___ TEXT EXCERPT ___
Eight studies ⁴ , ⁵ , ⁶ , ⁷ , ⁹ , ¹⁰ , ¹² , ¹³ involving 7686 patients reported the presence/absence of CVA for each group. A fixed effects model was applied because no significant heterogeneity was observed among these studies (P = 0.30, I ² = 17%). A significant difference was observed in the incidence of POP between patients with and without CVA (OR = 1.88, 95% CI: 1.56–2.27, P < 0.0001) (Table 2, Fig. 2j).

Dementia

Four studies ⁴ , ¹⁰ , ¹¹ , ¹³ involving 3553 patients reported the presence/absence of dementia for each group. A random effects model was applied because significant heterogeneity was observed among these studies (P = 0.008, I ² = 82%). A significant difference was observed in the incidence of POP between patients with and without dementia (OR = 2.36, 95% CI: 1.04–5.36, P = 0.04) (Table 2, Fig. 2k). However, after sensitivity analysis by eliminating two studies with sample sizes <500, ¹⁰ , ¹³ , the I ² value for the two other studies ⁴ , ¹¹ decreased to 18%, and the significance remained unchanged (OR = 4.71, 95% CI: 2.68–8.26, P < 0.0001), indicating the reliability of the result (Fig. S1f).

Chronic Renal Failure (CRF)
___ GIVEN ENTRIES ___
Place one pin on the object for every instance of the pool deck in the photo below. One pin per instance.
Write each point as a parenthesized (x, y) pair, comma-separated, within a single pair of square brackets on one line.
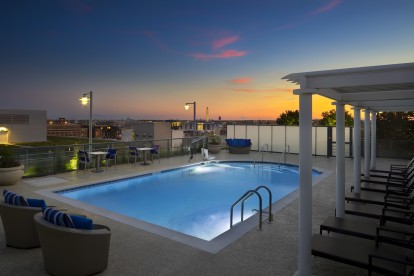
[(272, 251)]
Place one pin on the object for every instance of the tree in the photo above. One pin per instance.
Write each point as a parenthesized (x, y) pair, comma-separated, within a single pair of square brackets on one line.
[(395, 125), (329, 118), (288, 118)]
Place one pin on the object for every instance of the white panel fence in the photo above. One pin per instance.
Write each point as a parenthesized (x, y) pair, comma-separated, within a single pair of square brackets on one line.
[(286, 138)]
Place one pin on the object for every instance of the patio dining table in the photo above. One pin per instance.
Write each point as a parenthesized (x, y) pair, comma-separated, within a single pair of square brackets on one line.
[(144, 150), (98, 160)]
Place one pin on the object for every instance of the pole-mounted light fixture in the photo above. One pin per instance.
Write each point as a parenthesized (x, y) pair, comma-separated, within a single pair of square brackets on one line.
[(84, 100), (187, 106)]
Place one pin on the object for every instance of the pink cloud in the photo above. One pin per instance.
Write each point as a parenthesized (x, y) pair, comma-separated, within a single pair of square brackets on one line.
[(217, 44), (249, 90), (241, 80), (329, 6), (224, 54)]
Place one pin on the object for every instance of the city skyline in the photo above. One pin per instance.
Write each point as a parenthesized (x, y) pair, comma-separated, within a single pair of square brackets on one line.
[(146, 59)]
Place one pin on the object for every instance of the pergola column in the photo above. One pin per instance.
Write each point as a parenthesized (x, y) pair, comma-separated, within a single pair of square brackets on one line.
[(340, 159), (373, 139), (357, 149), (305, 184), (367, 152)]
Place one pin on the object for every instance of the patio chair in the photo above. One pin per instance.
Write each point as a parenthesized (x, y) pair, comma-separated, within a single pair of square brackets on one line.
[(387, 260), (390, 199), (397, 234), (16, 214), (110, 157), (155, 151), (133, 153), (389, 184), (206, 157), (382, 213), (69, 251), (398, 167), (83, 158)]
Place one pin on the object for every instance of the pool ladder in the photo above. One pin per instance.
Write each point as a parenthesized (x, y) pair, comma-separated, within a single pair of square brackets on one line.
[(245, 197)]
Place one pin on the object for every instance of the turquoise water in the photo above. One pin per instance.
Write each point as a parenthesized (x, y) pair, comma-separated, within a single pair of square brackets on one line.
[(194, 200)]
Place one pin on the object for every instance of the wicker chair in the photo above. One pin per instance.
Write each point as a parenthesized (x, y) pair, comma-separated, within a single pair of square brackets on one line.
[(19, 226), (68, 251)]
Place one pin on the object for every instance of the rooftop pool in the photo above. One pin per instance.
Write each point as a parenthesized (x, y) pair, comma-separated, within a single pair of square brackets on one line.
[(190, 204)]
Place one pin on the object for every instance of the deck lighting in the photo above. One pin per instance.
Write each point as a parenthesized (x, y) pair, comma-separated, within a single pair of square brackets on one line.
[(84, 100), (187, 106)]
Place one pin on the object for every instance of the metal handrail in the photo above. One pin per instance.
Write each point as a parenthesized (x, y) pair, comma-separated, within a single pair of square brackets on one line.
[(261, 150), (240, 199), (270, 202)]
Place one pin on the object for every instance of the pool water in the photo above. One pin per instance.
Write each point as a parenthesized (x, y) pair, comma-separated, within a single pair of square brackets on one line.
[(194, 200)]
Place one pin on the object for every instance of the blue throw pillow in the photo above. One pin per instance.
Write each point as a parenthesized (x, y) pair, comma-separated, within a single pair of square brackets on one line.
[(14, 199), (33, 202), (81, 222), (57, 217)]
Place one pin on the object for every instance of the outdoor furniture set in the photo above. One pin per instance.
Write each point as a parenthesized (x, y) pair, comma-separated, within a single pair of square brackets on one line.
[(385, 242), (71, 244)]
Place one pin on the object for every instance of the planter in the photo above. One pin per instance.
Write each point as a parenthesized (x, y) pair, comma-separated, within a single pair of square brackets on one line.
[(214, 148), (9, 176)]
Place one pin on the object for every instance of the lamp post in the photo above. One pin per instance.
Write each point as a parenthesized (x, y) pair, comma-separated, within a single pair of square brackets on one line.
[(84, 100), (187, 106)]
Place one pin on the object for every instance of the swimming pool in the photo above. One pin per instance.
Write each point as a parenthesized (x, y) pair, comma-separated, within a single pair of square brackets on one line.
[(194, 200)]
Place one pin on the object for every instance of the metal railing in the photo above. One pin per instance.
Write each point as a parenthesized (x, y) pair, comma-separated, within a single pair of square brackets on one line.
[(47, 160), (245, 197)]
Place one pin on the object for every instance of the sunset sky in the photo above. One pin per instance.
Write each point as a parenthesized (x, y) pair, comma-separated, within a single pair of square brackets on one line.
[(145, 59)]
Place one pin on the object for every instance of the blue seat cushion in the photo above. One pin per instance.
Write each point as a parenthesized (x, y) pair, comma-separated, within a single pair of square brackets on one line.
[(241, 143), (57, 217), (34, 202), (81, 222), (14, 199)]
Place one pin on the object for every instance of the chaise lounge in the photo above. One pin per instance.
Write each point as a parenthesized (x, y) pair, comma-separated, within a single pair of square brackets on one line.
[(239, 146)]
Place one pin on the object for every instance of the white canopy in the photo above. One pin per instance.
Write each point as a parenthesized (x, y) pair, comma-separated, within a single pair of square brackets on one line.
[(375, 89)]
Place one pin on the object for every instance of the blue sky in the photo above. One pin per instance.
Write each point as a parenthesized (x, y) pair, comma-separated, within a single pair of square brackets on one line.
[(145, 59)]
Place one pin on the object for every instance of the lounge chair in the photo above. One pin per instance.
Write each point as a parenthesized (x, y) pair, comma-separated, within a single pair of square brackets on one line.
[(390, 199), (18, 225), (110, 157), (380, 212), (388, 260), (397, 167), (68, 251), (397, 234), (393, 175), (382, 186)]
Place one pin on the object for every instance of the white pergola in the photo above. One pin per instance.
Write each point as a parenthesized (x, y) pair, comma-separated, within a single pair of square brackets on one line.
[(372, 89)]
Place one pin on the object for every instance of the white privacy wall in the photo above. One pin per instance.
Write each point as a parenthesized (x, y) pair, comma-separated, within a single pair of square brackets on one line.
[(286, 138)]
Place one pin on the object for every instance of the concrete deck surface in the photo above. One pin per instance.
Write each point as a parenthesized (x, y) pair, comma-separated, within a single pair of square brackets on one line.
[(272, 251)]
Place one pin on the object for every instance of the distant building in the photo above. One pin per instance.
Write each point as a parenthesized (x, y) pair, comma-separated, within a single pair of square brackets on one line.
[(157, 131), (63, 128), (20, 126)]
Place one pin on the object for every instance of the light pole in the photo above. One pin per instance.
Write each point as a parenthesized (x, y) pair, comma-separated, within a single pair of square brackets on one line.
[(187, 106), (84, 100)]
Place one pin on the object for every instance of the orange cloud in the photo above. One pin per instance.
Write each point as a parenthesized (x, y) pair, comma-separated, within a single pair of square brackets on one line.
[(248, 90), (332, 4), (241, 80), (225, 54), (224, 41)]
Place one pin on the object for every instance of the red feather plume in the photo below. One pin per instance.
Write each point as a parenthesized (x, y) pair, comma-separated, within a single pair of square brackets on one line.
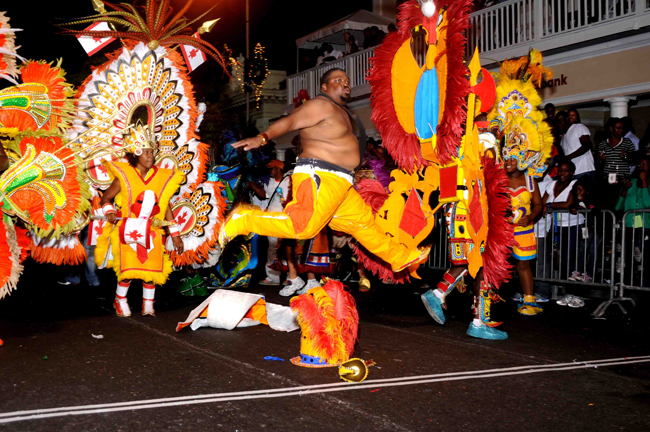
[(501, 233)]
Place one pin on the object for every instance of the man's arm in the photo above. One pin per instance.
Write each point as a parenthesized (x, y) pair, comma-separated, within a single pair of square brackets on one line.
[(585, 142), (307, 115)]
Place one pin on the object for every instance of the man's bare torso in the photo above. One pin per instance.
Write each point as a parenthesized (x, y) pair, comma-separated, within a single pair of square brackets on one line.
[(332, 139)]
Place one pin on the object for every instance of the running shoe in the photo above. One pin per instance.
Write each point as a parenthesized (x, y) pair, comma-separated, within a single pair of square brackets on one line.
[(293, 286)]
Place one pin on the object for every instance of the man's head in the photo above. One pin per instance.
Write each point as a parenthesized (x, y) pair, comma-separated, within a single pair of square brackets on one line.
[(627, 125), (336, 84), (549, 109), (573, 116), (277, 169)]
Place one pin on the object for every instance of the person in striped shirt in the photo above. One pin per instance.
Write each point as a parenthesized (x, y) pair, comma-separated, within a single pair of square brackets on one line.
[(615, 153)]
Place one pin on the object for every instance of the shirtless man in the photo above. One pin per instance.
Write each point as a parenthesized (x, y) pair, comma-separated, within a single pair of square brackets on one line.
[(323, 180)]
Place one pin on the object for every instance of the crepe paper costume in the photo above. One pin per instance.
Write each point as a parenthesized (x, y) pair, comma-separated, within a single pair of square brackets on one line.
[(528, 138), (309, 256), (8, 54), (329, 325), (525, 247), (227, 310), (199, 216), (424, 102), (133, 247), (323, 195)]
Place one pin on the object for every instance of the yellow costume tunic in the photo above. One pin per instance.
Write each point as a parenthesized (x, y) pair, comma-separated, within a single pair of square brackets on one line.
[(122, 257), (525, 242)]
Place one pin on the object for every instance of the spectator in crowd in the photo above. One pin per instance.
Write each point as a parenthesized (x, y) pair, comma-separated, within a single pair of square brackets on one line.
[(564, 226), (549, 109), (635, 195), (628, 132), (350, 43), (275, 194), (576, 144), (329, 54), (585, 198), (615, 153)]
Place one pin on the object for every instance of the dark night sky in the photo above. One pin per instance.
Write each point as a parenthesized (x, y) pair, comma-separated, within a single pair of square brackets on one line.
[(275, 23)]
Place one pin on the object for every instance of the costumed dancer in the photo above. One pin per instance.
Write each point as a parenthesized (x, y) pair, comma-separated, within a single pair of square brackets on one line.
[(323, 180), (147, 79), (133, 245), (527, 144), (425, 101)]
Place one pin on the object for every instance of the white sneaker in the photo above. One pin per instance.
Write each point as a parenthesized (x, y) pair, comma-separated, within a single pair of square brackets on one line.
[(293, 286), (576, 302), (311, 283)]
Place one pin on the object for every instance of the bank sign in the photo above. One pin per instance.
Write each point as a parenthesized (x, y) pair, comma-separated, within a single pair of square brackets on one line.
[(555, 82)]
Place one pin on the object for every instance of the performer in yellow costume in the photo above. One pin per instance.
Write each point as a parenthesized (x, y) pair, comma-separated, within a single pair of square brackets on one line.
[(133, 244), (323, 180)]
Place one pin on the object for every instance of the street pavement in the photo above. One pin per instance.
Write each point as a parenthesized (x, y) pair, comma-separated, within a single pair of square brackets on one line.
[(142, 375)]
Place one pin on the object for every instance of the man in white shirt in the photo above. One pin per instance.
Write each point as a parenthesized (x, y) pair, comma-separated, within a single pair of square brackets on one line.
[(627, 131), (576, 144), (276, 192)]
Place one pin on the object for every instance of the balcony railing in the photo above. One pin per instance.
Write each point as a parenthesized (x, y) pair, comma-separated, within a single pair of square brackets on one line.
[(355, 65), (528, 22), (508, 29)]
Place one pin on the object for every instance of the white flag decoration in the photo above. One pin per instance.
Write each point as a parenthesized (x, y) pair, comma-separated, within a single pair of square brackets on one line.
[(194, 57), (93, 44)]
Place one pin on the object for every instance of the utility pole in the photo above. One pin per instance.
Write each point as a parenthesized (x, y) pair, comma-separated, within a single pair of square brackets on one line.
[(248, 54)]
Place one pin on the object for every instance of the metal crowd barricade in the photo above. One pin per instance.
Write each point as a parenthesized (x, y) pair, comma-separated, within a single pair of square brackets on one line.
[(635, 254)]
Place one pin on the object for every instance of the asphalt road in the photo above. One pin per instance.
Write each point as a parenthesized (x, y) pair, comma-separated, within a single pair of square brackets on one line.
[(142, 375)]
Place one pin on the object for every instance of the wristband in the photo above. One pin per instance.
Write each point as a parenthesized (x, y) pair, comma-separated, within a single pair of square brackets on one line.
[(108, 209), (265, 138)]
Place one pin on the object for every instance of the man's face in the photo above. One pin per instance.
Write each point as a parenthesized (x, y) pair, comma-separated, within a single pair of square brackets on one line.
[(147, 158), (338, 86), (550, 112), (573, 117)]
___
* _EXERCISE DETAILS_: Proceed with the meta-analysis text on risk factors for POP, starting after its last heading, "Chronic Renal Failure (CRF)".

* _ANSWER SECTION_:
Four studies ⁴ , ⁵ , ⁶ , ⁷ involving 7226 patients reported the presence/absence of CRF for each group. A fixed effects model was applied because significant heterogeneity was observed among these studies (P = 0.51, I ² = 0%). A significant difference was detected in the incidence of POP between patients with and without CRF (OR = 1.85, 95% CI: 1.29–2.67, P = 0.0009) (Table 2, Fig. 2l).

Preoperative Cr

Four studies ⁵ , ⁸ , ⁹ , ¹² involving 3889 patients reported the preoperative Cr for each group. A fixed effects model was applied because no significant heterogeneity was observed among these studies (P = 0.15, I ² = 44%). A significant difference was observed in the preoperative Cr between patients with and without POP (MD = 5.32, 95% CI: 0.55–10.08, P < 0.0001) (Table 2, Fig. 2o).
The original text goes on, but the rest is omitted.